_WHAT IS REQUIRED_
Count how many lines in the rows contain the string "pants" and give only that number.

Rows of named objects with points:
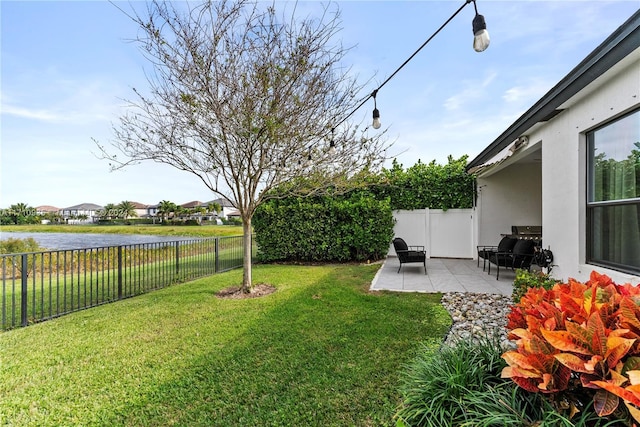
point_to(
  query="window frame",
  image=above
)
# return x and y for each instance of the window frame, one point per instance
(591, 206)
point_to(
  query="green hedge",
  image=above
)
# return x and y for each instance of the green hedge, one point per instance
(357, 227)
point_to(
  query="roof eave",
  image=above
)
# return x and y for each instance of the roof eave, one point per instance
(618, 45)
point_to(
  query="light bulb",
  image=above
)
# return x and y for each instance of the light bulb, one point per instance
(480, 34)
(332, 147)
(376, 119)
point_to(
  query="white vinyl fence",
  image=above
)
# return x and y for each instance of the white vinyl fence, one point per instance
(444, 234)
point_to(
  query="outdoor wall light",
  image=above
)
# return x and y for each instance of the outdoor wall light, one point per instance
(480, 34)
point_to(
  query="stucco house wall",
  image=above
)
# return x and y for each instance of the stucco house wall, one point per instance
(602, 88)
(564, 161)
(510, 196)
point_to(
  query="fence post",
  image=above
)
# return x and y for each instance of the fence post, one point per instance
(24, 278)
(177, 259)
(217, 255)
(119, 272)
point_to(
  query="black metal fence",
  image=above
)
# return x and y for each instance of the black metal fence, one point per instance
(39, 286)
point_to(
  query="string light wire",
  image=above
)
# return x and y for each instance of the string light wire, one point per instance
(375, 92)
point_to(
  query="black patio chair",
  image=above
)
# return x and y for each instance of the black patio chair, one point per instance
(505, 245)
(522, 256)
(409, 254)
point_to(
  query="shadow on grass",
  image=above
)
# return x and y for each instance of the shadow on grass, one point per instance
(321, 352)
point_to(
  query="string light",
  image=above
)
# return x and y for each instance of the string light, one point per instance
(480, 43)
(376, 114)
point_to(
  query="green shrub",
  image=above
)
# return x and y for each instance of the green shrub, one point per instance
(530, 279)
(356, 227)
(437, 384)
(507, 405)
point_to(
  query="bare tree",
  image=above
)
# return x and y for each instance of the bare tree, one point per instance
(247, 100)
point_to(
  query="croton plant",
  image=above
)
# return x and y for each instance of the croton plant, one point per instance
(579, 343)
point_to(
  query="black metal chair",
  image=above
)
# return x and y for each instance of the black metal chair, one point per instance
(505, 245)
(522, 256)
(409, 254)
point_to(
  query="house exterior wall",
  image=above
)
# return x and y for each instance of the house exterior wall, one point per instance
(564, 160)
(510, 196)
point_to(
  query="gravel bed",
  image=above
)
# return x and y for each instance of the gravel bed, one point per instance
(477, 315)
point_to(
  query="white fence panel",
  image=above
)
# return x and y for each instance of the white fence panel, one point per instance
(444, 234)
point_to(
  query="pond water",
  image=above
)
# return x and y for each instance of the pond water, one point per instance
(55, 241)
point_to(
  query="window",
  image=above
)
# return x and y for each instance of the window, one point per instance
(613, 198)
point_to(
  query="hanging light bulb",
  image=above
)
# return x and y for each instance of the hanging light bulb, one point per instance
(376, 114)
(332, 143)
(376, 119)
(480, 34)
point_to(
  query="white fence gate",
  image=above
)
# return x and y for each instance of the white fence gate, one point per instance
(444, 234)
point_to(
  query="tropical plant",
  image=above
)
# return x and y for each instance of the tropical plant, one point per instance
(578, 344)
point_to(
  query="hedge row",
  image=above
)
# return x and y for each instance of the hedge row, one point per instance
(357, 227)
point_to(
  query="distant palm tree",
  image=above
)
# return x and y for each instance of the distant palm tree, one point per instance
(109, 211)
(19, 212)
(214, 208)
(127, 209)
(166, 208)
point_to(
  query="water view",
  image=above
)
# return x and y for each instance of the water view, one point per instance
(55, 241)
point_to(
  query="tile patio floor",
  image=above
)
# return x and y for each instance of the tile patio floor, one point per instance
(443, 275)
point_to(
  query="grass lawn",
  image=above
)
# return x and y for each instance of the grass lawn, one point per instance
(157, 230)
(321, 351)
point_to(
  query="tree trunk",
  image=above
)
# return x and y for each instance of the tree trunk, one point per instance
(247, 261)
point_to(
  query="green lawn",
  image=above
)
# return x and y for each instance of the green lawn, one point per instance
(321, 351)
(158, 230)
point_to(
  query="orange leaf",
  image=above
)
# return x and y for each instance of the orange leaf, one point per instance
(618, 391)
(605, 403)
(617, 348)
(564, 341)
(633, 411)
(573, 362)
(595, 327)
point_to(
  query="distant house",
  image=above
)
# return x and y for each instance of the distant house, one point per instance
(227, 207)
(82, 213)
(46, 209)
(571, 164)
(142, 210)
(152, 211)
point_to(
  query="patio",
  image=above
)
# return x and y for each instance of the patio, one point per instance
(443, 275)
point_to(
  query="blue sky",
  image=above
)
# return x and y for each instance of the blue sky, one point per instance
(66, 66)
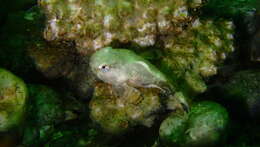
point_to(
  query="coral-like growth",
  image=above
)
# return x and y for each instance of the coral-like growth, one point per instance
(95, 24)
(118, 114)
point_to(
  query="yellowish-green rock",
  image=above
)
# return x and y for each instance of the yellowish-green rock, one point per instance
(13, 95)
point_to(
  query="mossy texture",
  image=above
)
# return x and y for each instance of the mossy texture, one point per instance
(13, 96)
(205, 125)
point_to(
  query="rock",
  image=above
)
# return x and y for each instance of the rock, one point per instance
(205, 125)
(44, 110)
(117, 115)
(13, 97)
(242, 95)
(94, 25)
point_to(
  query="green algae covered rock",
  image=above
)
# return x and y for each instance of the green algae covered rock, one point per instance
(195, 54)
(242, 93)
(44, 111)
(13, 96)
(188, 49)
(118, 114)
(96, 24)
(205, 125)
(20, 30)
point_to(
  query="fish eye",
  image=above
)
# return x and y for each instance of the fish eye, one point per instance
(104, 68)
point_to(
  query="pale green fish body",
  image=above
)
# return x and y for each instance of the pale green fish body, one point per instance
(121, 67)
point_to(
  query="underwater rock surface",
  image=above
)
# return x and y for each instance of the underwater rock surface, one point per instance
(96, 24)
(189, 47)
(13, 97)
(118, 114)
(205, 125)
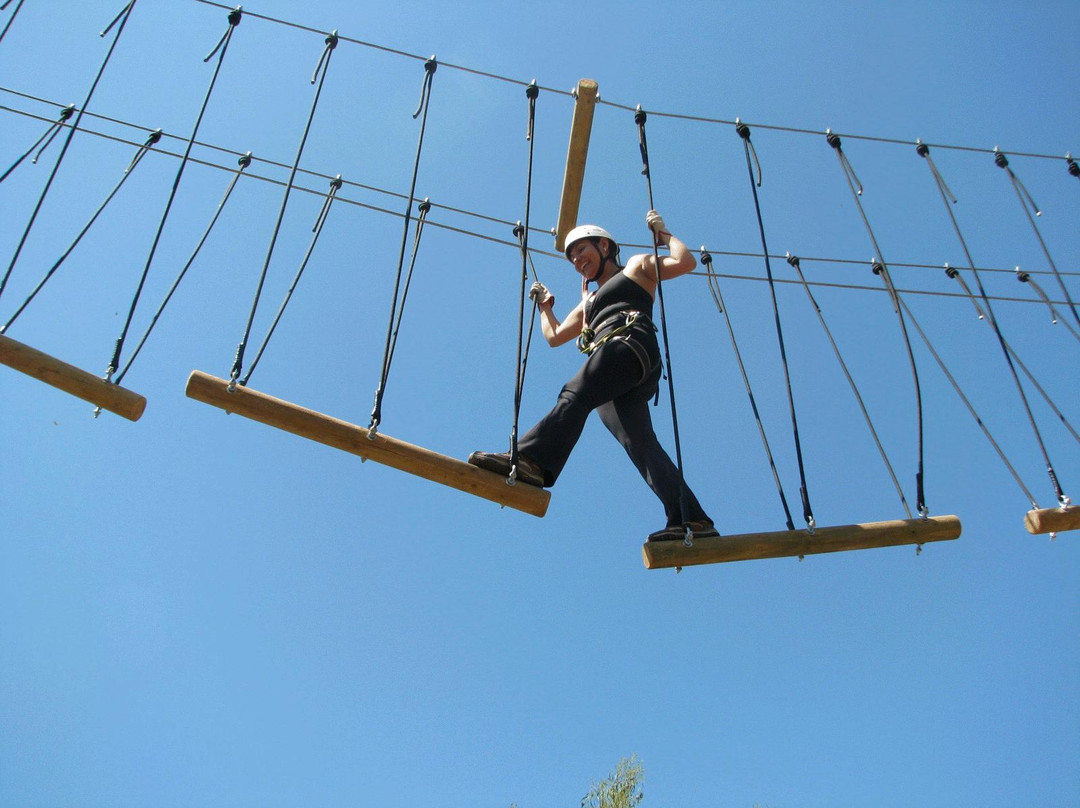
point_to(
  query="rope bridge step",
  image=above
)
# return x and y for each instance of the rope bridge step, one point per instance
(356, 441)
(747, 547)
(1053, 520)
(71, 379)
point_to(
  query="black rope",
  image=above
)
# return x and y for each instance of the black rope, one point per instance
(743, 131)
(923, 151)
(952, 272)
(881, 270)
(714, 287)
(522, 231)
(46, 138)
(1054, 318)
(794, 261)
(1028, 204)
(154, 136)
(122, 18)
(396, 310)
(324, 64)
(11, 18)
(639, 118)
(967, 403)
(243, 163)
(316, 230)
(220, 49)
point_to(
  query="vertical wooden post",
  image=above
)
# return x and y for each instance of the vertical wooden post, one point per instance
(581, 128)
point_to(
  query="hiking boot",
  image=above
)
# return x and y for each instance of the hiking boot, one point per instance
(528, 472)
(701, 529)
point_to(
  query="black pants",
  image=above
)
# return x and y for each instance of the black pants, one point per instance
(612, 382)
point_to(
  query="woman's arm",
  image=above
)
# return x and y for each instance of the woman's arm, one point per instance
(559, 333)
(678, 261)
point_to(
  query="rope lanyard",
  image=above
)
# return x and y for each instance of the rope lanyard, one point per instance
(243, 163)
(1055, 319)
(122, 19)
(320, 76)
(714, 286)
(150, 142)
(881, 270)
(946, 196)
(794, 261)
(397, 310)
(522, 231)
(46, 138)
(11, 18)
(743, 131)
(639, 118)
(220, 49)
(316, 230)
(971, 408)
(1028, 204)
(952, 272)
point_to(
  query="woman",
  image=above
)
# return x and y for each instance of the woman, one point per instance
(613, 327)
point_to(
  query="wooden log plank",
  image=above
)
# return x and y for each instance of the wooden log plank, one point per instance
(581, 126)
(358, 441)
(71, 379)
(746, 547)
(1053, 520)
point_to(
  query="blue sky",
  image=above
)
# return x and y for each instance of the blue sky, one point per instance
(201, 609)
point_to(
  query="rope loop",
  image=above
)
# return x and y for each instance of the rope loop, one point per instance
(234, 17)
(429, 71)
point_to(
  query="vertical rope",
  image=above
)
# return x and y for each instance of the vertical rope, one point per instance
(946, 196)
(429, 71)
(150, 142)
(1028, 204)
(522, 231)
(881, 270)
(223, 45)
(639, 119)
(316, 230)
(714, 287)
(794, 261)
(743, 132)
(11, 18)
(122, 18)
(242, 163)
(321, 69)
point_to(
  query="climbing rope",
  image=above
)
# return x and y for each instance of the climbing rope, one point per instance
(243, 163)
(396, 310)
(43, 142)
(122, 19)
(220, 49)
(946, 196)
(743, 132)
(1028, 204)
(11, 18)
(320, 76)
(150, 142)
(639, 119)
(794, 261)
(316, 230)
(882, 271)
(1055, 319)
(714, 287)
(522, 231)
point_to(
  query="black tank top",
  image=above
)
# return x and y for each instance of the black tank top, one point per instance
(620, 294)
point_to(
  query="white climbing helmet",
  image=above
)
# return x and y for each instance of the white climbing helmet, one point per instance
(589, 231)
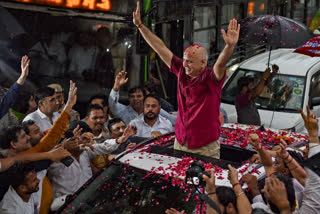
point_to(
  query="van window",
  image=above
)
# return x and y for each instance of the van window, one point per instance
(283, 93)
(315, 86)
(88, 51)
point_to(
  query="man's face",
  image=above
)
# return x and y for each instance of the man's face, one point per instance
(31, 183)
(60, 98)
(99, 102)
(151, 108)
(136, 100)
(50, 105)
(192, 62)
(23, 142)
(279, 166)
(96, 120)
(117, 130)
(32, 104)
(35, 134)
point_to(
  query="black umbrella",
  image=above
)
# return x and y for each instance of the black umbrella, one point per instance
(275, 31)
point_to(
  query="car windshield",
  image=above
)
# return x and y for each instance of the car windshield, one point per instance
(282, 93)
(148, 178)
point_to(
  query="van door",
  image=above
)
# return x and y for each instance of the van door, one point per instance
(314, 94)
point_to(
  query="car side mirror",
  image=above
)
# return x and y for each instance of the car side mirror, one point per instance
(315, 101)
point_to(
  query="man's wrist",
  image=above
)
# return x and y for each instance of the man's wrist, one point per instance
(314, 139)
(283, 205)
(116, 87)
(21, 80)
(139, 26)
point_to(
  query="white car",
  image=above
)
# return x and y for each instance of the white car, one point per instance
(296, 84)
(150, 178)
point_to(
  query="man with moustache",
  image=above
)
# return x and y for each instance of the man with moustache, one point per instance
(24, 194)
(199, 89)
(95, 119)
(151, 124)
(135, 107)
(48, 105)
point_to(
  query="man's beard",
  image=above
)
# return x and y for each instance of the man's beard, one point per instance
(154, 116)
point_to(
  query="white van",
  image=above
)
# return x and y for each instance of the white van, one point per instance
(296, 84)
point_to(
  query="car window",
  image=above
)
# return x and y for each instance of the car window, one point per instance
(315, 86)
(282, 93)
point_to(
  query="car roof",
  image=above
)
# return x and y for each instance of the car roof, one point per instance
(289, 62)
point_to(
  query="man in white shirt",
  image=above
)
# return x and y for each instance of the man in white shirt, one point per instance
(48, 105)
(67, 180)
(24, 194)
(135, 107)
(95, 119)
(151, 123)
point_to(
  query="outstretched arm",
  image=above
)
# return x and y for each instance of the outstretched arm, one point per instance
(155, 42)
(12, 95)
(230, 38)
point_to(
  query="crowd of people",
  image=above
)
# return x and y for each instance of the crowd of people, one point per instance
(48, 151)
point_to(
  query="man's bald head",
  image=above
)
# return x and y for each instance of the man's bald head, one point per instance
(195, 58)
(197, 50)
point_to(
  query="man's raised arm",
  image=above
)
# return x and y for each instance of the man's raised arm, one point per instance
(155, 42)
(230, 38)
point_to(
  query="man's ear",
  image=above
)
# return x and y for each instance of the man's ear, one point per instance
(285, 171)
(204, 62)
(230, 208)
(22, 188)
(13, 145)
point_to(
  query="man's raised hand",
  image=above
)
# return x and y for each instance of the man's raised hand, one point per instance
(25, 62)
(136, 15)
(72, 97)
(311, 124)
(120, 80)
(254, 141)
(232, 35)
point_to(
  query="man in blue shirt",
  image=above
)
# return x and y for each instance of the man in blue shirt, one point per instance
(10, 97)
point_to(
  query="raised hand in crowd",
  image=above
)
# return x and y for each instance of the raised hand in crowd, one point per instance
(243, 204)
(233, 175)
(264, 155)
(275, 68)
(58, 154)
(311, 124)
(120, 80)
(211, 190)
(128, 132)
(25, 62)
(71, 144)
(72, 97)
(232, 35)
(254, 141)
(137, 16)
(252, 183)
(85, 141)
(131, 146)
(277, 194)
(294, 167)
(77, 131)
(174, 211)
(155, 134)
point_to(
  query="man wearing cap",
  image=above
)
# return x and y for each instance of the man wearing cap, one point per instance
(60, 99)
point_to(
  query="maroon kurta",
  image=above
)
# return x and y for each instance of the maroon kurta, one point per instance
(198, 106)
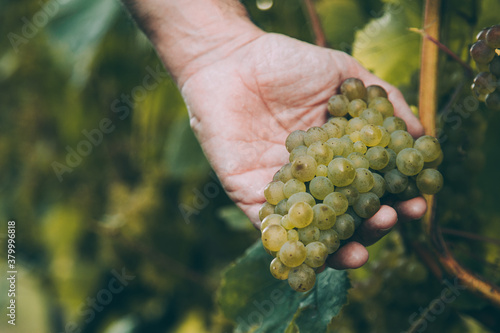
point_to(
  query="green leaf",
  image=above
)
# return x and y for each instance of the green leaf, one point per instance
(386, 46)
(257, 302)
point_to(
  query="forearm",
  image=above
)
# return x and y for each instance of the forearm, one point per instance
(191, 34)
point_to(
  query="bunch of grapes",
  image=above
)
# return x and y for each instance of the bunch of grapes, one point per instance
(336, 177)
(486, 54)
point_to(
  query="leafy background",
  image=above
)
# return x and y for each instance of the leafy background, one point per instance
(119, 208)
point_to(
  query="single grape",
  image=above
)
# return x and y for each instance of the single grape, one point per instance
(279, 270)
(337, 105)
(274, 192)
(367, 205)
(302, 278)
(341, 171)
(274, 236)
(320, 187)
(430, 181)
(378, 157)
(300, 214)
(321, 152)
(331, 240)
(410, 161)
(292, 253)
(308, 234)
(396, 181)
(294, 139)
(353, 88)
(364, 180)
(316, 254)
(337, 201)
(345, 226)
(324, 217)
(265, 210)
(304, 168)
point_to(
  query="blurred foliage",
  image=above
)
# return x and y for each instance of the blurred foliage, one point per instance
(119, 207)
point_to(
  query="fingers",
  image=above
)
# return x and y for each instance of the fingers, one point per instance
(351, 255)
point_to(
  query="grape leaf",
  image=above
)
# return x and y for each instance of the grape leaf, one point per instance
(257, 302)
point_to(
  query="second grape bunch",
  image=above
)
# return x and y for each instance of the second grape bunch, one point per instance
(336, 177)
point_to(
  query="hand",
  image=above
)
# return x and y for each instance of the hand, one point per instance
(243, 106)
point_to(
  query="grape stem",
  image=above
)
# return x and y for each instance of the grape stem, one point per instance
(314, 21)
(427, 106)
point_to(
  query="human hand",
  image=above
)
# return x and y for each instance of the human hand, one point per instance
(244, 104)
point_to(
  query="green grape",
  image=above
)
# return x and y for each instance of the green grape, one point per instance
(393, 124)
(308, 234)
(281, 207)
(411, 191)
(293, 235)
(272, 218)
(293, 186)
(317, 253)
(429, 147)
(324, 217)
(331, 240)
(337, 201)
(386, 137)
(300, 214)
(344, 226)
(493, 37)
(396, 181)
(279, 270)
(367, 205)
(286, 223)
(364, 180)
(481, 52)
(304, 168)
(355, 107)
(300, 197)
(392, 161)
(350, 192)
(371, 135)
(314, 134)
(378, 157)
(355, 124)
(360, 147)
(379, 185)
(265, 210)
(273, 237)
(336, 145)
(375, 91)
(382, 105)
(296, 152)
(274, 192)
(341, 171)
(353, 88)
(333, 130)
(302, 278)
(321, 152)
(400, 140)
(294, 139)
(372, 116)
(410, 161)
(337, 105)
(320, 187)
(292, 253)
(430, 181)
(358, 160)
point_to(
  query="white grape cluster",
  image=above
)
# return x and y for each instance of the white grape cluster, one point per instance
(336, 176)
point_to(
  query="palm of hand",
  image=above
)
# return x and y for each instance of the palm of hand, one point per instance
(243, 107)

_RESPONSE TO THIS EXERCISE_
2